• What is expected:
Return, word for word, everything in the data below from the line containing "Exercise. Mark the cliff" down through the final line.

• Data lines:

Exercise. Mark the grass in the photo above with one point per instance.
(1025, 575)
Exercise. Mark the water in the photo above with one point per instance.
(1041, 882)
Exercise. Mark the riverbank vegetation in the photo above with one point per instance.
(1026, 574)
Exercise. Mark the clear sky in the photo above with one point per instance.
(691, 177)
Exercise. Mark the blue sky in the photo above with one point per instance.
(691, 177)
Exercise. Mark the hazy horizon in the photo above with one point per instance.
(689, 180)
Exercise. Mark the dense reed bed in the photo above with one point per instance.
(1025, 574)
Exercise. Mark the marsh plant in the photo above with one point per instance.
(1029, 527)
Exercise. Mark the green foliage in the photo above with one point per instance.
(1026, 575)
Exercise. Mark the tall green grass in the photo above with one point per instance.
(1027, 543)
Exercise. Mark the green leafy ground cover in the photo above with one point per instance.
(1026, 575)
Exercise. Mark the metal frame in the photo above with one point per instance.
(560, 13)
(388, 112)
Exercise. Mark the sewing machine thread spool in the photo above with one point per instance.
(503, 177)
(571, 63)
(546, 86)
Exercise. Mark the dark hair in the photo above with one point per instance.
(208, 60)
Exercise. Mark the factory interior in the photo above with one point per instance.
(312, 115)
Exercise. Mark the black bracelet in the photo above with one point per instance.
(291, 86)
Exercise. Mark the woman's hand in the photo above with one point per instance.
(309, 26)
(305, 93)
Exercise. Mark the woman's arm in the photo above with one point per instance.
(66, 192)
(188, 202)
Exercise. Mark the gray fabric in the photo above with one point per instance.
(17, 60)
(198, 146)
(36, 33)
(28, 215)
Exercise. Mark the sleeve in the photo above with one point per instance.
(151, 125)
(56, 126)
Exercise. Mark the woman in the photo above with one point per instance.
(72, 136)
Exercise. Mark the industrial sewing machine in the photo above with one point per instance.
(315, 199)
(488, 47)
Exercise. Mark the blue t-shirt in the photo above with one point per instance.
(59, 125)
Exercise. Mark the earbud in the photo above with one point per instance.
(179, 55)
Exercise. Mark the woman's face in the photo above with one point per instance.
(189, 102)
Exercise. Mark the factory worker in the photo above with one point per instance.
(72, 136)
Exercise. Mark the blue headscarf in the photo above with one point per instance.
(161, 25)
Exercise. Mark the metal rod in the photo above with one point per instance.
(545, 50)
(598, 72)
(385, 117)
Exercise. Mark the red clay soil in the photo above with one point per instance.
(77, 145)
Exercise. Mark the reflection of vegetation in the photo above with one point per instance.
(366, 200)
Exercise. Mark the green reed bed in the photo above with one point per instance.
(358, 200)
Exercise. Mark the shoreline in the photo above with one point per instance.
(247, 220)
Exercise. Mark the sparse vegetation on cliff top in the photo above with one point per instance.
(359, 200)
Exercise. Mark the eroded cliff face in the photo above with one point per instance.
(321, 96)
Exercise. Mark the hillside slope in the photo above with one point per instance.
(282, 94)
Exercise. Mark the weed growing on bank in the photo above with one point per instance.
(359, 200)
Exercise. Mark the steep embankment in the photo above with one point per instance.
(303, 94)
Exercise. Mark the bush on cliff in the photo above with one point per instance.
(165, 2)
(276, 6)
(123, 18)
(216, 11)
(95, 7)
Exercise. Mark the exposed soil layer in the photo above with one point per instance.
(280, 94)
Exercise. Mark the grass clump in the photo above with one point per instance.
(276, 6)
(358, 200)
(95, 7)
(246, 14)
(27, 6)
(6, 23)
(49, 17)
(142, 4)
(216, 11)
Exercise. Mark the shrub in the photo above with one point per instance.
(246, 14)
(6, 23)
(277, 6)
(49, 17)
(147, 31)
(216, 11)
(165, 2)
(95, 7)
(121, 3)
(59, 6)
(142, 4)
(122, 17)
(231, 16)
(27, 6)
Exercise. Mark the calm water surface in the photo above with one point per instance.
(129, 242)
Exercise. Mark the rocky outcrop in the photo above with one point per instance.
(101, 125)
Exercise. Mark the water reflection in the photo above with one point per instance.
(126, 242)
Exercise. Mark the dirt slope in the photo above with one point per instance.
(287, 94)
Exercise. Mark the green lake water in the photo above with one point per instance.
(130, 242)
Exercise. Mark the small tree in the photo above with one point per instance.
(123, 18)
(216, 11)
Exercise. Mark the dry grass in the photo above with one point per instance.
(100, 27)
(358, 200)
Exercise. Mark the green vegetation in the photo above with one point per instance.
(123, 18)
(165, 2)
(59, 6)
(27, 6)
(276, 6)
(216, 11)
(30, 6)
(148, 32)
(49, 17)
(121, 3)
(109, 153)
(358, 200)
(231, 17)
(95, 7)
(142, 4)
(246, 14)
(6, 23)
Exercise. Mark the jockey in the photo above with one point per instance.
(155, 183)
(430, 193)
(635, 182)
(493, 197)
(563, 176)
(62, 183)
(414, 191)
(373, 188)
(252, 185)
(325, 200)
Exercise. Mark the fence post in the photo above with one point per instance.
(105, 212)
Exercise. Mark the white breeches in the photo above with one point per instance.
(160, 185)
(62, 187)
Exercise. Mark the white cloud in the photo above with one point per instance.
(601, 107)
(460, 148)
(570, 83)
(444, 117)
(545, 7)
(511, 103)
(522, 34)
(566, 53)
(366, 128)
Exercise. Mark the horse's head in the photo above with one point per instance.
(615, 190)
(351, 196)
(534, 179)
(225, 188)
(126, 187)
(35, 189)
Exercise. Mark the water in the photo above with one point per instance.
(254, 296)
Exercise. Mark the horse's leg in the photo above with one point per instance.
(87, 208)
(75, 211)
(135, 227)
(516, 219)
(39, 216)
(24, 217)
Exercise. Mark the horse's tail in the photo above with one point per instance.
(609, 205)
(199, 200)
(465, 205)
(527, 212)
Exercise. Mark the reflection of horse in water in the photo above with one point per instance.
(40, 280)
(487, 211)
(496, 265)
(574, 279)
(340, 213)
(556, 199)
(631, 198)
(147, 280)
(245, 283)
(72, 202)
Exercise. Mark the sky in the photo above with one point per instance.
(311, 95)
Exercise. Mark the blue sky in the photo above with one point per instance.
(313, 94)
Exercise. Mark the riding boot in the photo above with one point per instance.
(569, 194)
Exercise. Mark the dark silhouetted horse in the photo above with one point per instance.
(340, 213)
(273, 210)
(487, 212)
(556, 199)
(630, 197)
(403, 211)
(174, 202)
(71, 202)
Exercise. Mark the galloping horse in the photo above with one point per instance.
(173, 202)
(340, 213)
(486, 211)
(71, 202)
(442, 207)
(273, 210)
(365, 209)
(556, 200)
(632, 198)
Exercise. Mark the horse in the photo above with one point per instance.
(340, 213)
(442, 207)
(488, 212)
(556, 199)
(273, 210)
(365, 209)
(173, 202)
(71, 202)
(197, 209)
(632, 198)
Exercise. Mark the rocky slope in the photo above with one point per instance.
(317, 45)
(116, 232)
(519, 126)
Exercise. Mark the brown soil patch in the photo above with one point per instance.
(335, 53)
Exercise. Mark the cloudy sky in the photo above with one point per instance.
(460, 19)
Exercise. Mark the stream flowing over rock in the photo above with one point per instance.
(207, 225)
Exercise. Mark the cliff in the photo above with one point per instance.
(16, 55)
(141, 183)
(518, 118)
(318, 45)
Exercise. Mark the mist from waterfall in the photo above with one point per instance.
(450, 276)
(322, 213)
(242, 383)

• Finished task:
Exercise. Mark the cliff in the photo above with one point per instance.
(16, 55)
(141, 183)
(518, 118)
(318, 45)
Exercise. Mark the mist from waterfall in the photo above with one point per instance.
(450, 276)
(322, 213)
(242, 383)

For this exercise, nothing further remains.